> [Given request] Rewrite the records starting at the line that contains "Locate the zipper" and ending at the line that contains "[[707, 158], [426, 131]]", changing "webbing" to "nylon" and leaving everything else as it is.
====== Extracted entries ======
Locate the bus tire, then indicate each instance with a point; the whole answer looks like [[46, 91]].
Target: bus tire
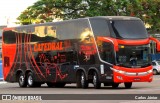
[[115, 85], [83, 80], [128, 85], [155, 72], [30, 80], [22, 80], [96, 81]]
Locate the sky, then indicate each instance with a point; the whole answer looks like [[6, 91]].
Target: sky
[[11, 9]]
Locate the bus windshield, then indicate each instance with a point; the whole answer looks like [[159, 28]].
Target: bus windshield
[[133, 56], [128, 29]]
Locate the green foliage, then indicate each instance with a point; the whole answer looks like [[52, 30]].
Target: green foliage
[[48, 10]]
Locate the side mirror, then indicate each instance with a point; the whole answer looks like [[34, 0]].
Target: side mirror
[[111, 40], [157, 43]]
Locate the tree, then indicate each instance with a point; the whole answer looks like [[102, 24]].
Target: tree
[[48, 10]]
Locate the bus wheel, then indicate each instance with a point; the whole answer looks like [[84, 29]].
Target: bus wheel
[[155, 72], [128, 85], [96, 81], [83, 81], [115, 85], [21, 80], [30, 81]]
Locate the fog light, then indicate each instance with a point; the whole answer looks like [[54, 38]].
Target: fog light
[[119, 77]]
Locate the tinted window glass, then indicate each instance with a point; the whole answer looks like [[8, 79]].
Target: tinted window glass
[[9, 37], [128, 29], [100, 27], [106, 52]]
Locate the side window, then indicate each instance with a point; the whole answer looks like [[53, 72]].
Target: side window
[[9, 37], [106, 51], [66, 30], [100, 27]]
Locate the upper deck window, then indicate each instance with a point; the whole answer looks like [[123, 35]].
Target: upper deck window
[[128, 29], [100, 27]]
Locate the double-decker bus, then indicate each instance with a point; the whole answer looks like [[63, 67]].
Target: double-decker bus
[[106, 49]]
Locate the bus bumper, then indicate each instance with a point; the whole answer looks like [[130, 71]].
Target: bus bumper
[[120, 75], [120, 78]]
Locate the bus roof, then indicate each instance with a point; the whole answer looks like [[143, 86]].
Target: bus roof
[[98, 17]]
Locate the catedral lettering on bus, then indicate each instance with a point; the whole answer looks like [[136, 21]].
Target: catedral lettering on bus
[[106, 49], [48, 46]]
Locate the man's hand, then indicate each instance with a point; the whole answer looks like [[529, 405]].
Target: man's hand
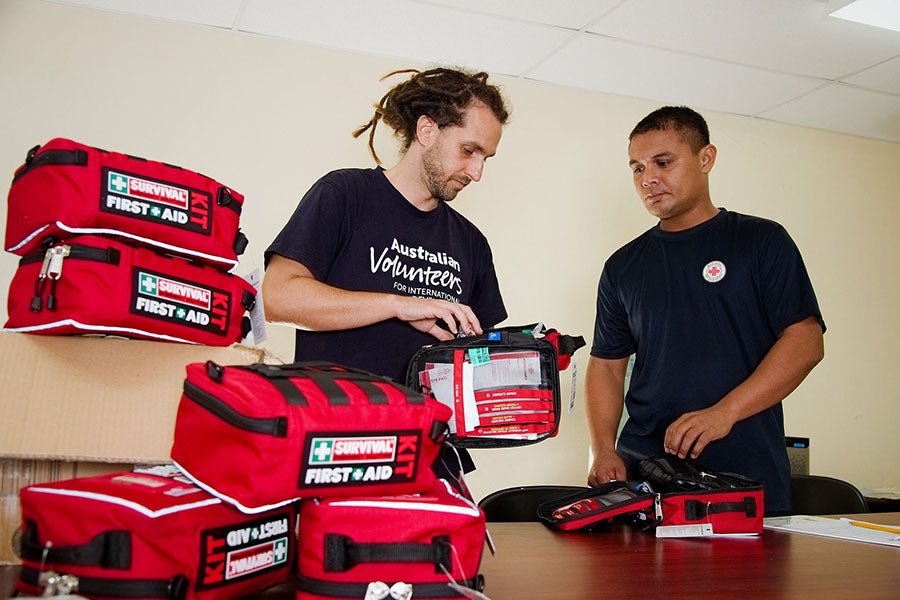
[[425, 313], [608, 466], [697, 429]]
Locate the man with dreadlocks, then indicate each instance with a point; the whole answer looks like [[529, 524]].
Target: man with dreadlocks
[[374, 263]]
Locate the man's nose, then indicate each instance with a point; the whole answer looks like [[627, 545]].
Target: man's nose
[[649, 178]]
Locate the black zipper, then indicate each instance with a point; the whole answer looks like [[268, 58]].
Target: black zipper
[[273, 426], [76, 158], [105, 255], [52, 258]]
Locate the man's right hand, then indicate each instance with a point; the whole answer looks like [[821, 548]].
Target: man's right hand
[[425, 313], [607, 466]]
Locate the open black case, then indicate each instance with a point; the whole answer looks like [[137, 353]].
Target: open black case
[[502, 385]]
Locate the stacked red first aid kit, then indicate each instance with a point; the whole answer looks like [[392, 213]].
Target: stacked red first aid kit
[[314, 472], [119, 245]]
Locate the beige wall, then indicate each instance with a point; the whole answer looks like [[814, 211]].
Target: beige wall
[[269, 117]]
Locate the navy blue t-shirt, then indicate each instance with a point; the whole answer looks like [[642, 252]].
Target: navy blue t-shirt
[[354, 230], [700, 309]]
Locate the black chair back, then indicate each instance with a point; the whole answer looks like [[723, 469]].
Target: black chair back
[[819, 495]]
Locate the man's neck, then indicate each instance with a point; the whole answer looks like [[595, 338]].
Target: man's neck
[[406, 177], [698, 215]]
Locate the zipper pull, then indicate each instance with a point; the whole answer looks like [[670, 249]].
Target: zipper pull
[[40, 284], [54, 271]]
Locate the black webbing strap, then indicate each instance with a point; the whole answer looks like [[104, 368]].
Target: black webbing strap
[[337, 589], [175, 588], [248, 299], [325, 376], [240, 242], [292, 395], [108, 550], [76, 158], [342, 553], [224, 198], [695, 510]]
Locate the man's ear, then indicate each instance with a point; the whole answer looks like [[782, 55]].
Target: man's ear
[[707, 158], [426, 131]]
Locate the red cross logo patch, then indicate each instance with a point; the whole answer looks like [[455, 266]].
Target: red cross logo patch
[[714, 271]]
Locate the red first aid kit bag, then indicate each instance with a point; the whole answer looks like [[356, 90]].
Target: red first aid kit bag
[[149, 535], [92, 284], [675, 492], [261, 435], [353, 548], [66, 188], [503, 385]]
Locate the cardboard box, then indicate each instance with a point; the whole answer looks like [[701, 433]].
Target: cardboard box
[[81, 406]]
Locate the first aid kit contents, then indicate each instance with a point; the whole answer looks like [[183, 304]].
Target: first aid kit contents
[[149, 534], [427, 545], [262, 435], [503, 385], [93, 284], [65, 188], [674, 493]]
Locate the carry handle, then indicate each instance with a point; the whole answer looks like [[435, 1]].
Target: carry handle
[[324, 374], [697, 510], [342, 553], [109, 550]]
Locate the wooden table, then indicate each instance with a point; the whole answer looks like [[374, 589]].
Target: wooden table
[[533, 561]]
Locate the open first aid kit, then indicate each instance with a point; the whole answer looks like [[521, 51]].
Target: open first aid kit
[[149, 535], [261, 436], [65, 188], [678, 497], [426, 545], [93, 284], [503, 385]]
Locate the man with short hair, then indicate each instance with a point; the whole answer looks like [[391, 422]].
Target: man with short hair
[[719, 311], [374, 263]]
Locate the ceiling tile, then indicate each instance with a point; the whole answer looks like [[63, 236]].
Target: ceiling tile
[[790, 36], [618, 67], [218, 13], [845, 109], [400, 28], [573, 14], [884, 77]]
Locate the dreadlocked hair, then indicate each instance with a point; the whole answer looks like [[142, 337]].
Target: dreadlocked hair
[[441, 94]]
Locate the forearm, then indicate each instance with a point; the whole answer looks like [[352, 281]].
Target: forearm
[[314, 305], [785, 366], [604, 401]]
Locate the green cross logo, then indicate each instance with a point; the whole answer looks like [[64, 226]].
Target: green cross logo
[[148, 284], [118, 183], [322, 451], [280, 550]]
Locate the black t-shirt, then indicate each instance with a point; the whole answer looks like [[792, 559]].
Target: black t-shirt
[[700, 309], [353, 230]]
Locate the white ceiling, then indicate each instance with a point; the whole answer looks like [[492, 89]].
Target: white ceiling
[[784, 60]]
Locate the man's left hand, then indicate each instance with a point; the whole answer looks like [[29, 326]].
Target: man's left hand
[[692, 431]]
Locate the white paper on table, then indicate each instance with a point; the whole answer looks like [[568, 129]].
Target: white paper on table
[[470, 408]]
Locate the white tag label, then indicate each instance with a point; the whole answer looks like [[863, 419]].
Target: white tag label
[[699, 530], [573, 387], [258, 314]]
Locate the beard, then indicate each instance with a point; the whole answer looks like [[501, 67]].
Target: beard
[[436, 178]]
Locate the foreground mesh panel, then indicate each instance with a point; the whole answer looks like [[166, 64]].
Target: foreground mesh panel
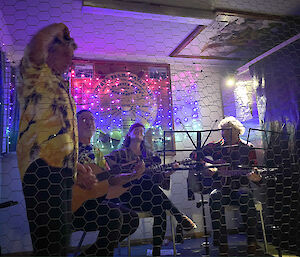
[[197, 101]]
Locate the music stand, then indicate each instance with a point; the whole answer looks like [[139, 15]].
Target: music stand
[[197, 148]]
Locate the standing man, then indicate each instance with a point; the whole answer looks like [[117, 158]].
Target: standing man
[[47, 148], [231, 189]]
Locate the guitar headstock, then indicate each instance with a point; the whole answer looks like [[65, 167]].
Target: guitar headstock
[[187, 162]]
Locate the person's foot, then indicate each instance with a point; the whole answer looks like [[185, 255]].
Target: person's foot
[[187, 223], [179, 234], [223, 250], [252, 248]]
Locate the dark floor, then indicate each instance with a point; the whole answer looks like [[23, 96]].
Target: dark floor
[[192, 247]]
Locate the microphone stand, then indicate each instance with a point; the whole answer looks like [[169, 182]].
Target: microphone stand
[[202, 202]]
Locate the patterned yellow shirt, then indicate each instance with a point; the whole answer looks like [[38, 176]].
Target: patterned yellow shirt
[[48, 124]]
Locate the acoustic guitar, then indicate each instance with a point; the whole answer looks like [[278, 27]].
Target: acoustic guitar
[[102, 187], [80, 195]]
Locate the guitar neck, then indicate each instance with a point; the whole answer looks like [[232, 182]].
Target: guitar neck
[[236, 173], [102, 176]]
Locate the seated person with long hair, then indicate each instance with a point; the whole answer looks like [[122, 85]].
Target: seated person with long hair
[[145, 195], [114, 222]]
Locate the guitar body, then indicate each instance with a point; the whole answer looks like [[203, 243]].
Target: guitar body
[[80, 195]]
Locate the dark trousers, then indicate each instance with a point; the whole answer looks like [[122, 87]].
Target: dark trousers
[[145, 196], [238, 197], [113, 221], [48, 195]]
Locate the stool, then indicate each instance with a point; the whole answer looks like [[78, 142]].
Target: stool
[[143, 215], [259, 208]]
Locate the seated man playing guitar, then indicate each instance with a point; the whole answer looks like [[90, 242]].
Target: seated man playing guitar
[[91, 212], [145, 194], [230, 183]]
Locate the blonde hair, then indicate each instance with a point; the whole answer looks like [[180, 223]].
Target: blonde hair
[[233, 123]]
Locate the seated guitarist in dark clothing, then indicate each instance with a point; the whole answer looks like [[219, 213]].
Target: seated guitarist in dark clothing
[[146, 195], [230, 188], [114, 222]]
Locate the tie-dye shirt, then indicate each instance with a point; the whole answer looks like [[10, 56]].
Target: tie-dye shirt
[[48, 124]]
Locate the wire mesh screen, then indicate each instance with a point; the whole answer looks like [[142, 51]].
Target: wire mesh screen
[[64, 173]]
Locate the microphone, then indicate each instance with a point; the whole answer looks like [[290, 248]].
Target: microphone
[[210, 131]]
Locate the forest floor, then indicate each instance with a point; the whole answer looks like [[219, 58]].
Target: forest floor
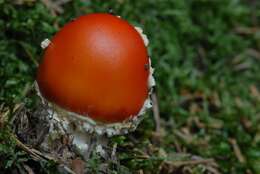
[[206, 56]]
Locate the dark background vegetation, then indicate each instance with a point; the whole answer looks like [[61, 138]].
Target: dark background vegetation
[[206, 55]]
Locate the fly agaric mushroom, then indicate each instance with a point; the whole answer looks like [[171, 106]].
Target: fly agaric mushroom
[[96, 74]]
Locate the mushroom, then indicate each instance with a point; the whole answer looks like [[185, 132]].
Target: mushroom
[[96, 77]]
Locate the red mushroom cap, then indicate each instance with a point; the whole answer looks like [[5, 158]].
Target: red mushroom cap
======
> [Exercise solution]
Locate the zipper pull, then indicate each instance with a point; the whole answer looks like [[670, 249]].
Target: zipper pull
[[40, 284], [54, 271]]
Locate the black nylon strap, then indicate each instance with a point; the whole answer looks like [[104, 368]].
Target: black nylon strap
[[337, 589], [175, 588], [248, 299], [325, 376], [240, 242], [292, 395], [108, 550], [76, 158], [342, 553], [224, 198], [695, 510]]
Locate the man's ear, then indicate each instance with a point; the whole answer looks like [[782, 55]].
Target: man's ear
[[707, 158], [426, 131]]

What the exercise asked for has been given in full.